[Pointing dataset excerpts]
'''

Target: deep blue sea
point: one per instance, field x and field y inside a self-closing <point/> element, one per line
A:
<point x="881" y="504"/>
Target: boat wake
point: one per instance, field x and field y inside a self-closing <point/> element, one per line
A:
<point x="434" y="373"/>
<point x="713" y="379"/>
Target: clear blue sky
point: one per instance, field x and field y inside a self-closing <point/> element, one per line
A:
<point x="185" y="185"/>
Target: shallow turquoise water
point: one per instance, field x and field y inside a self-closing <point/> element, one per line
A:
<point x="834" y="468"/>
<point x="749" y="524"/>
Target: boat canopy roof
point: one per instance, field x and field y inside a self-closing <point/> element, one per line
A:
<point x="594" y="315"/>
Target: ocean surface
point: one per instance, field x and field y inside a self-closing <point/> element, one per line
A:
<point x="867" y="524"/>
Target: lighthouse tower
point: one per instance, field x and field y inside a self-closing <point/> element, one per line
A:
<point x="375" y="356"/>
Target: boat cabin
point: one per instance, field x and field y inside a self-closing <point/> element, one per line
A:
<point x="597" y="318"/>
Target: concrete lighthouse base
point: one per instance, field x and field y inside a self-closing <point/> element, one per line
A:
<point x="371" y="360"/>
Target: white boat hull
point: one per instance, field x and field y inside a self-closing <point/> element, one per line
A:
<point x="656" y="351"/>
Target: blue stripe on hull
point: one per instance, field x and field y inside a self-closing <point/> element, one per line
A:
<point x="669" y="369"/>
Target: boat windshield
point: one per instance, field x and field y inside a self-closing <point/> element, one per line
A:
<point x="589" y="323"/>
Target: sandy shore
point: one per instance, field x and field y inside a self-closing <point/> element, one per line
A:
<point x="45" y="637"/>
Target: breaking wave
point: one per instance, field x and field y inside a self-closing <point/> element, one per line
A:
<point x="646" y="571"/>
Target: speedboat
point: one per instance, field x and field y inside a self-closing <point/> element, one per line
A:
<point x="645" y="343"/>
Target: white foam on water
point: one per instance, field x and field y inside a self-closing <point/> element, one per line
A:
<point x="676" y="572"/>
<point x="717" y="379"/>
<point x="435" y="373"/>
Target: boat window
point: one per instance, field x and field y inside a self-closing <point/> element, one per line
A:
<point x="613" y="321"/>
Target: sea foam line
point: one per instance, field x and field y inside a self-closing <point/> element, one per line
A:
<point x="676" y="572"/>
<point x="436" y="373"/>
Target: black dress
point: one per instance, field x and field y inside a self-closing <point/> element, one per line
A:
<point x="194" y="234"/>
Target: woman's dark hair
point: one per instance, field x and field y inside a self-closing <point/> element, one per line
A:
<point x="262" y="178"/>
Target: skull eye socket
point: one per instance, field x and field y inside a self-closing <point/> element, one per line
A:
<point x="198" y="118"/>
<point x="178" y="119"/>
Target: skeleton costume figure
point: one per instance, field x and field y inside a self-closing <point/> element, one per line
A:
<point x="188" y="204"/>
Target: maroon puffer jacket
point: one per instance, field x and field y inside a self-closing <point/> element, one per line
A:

'''

## AIM
Give exactly the lines from the one with "Target: black dress" to the end of the entries, nothing before them.

## REPLY
Target: black dress
point: one per instance, field x and field y inside a self-closing <point/> element, one per line
A:
<point x="194" y="234"/>
Target: woman's dark hair
point: one per instance, field x and field y inside a self-closing <point/> element, one per line
A:
<point x="262" y="178"/>
Target: skull eye socket
point: one per instance, field x and field y inside a self-closing <point/> element, one per line
A:
<point x="198" y="118"/>
<point x="178" y="119"/>
Target: skeleton costume figure
point: one per instance, field x and field y inside a self-closing <point/> element, one per line
A:
<point x="188" y="204"/>
Target: maroon puffer jacket
point: one per instance, field x and field y inside a self-closing <point/> element, one per line
A:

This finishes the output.